> WRITTEN TASK 1
What temperature does the goat cheese soufflé recipe say to preheat the oven to?

> TEXT SECTION
Goat Cheese and Herb Soufflé
by Stephi
The soufflé. When professional chefs have nightmares,
they have soufflé nightmares. They dream of over beaten egg whites
and lumpy béarnaise sauces. They dream of fallen dishes, burnt tops,
and dry interiors. Many a chef has run screaming from the kitchen over a
fallen soufflé.
Of course, I'm not a professional chef, but I've met
one. Or at least, I've glimpsed one from afar. Ok, I've definitely seen a
few on TV. I think they wear white. But I'm not sure about that.
This recipe assumes you have a basic level of cooking
knowledge. If you don't know what "simmer" or "stir" means, you probably
shouldn't try this. Try ordering some take-out -- if you can operate a telephone,
that is.
For this recipe, you will need a couple basic but essential
items. Don't try to make this without these. Your kitchen might blow up.
Or something. And, of course, you need all of the usual stuff like bowls
and measuring cups. Yeah, don't try to do this without an oven.
A wire whisk
Now, on to the recipe itself.
Butter for greasing the cups.
3/4-cup whole milk
2 Tbs. (1/4 stick) butter
1/2 cup finely chopped shallots
2 Tbs. all-purpose flour
1 cup crumbled, soft, fresh goat cheese (such as Montrachet)
4 large egg whites
Preheat the oven to 375 F.
Grease all the cups with the butter, making sure to coat
them completely. Take 2 Tbsp of the Parmesan cheese, put it in one of the
cups, invert another over the top, and shake them together. You'll be left
with a nice coating of Parmesan cheese inside both cups, with a little left
over in the bottom of one cup. Do the same for the other cups, making sure
there's a little cheese left over in the bottom of each cup. If there's more
in one, just pour it out into another. It doesn't have to be perfect; you're
not Martha Stewart.
Place the cups on a baking sheet and put them into the
freezer.

> WRITTEN TASK 2
Tally the lines of the records that contain the string "each", with case counting, and give only the number.

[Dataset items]
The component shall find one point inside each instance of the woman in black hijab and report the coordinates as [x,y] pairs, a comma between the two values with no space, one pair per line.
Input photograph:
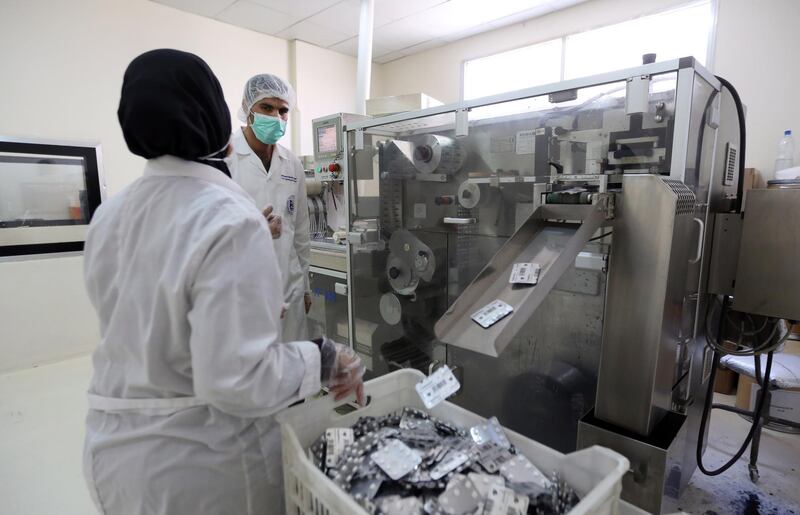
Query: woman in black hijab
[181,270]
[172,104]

...

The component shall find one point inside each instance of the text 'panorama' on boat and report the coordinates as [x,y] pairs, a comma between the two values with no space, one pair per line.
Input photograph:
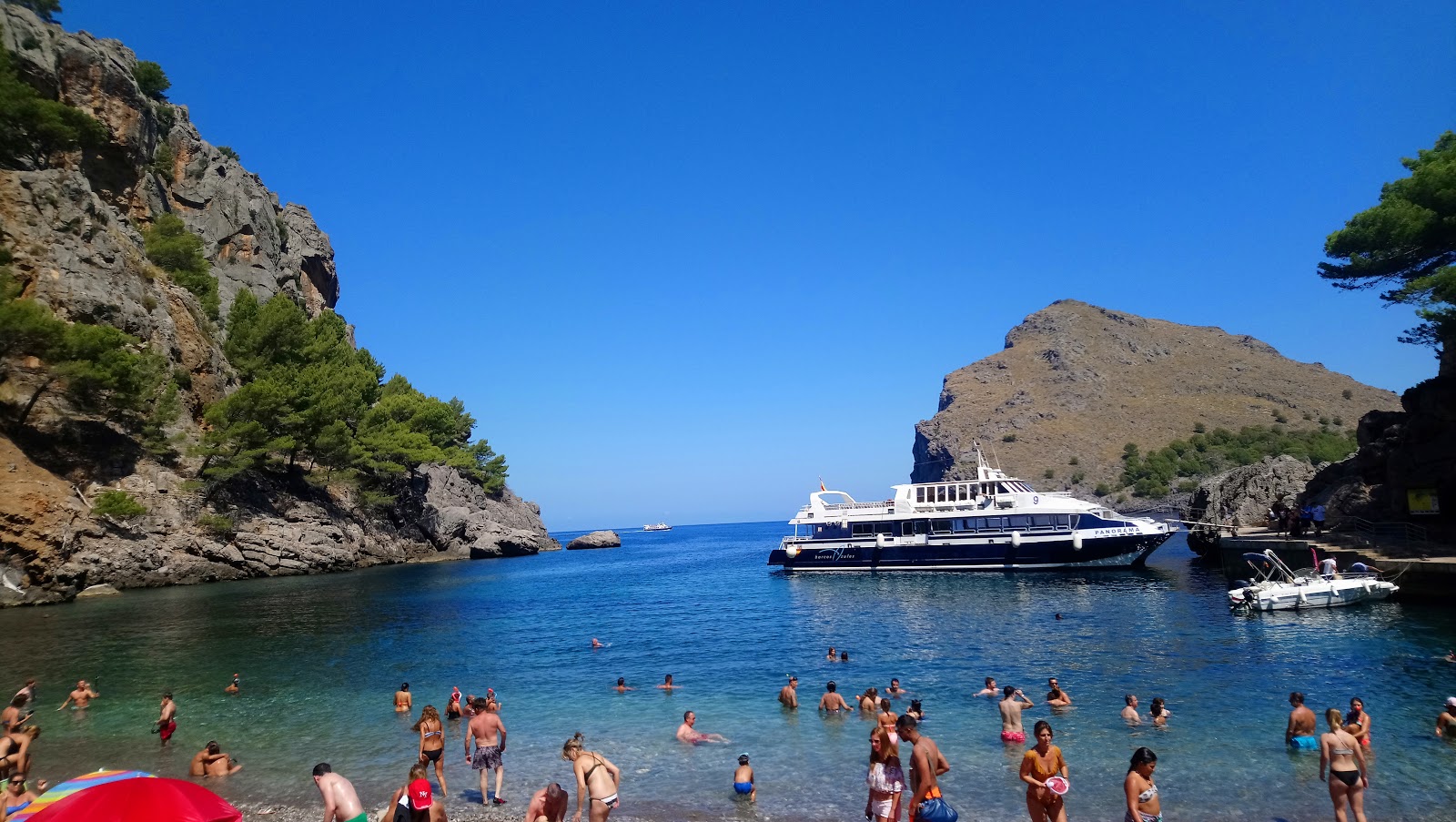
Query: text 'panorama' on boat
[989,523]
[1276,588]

--

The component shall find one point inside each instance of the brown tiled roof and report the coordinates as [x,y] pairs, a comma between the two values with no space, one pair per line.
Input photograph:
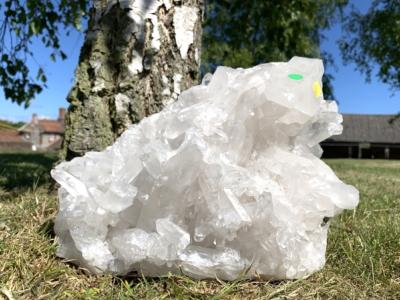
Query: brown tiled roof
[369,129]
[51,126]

> EXERCISE RESULT 1
375 F.

> EXERCISE RESULT 2
3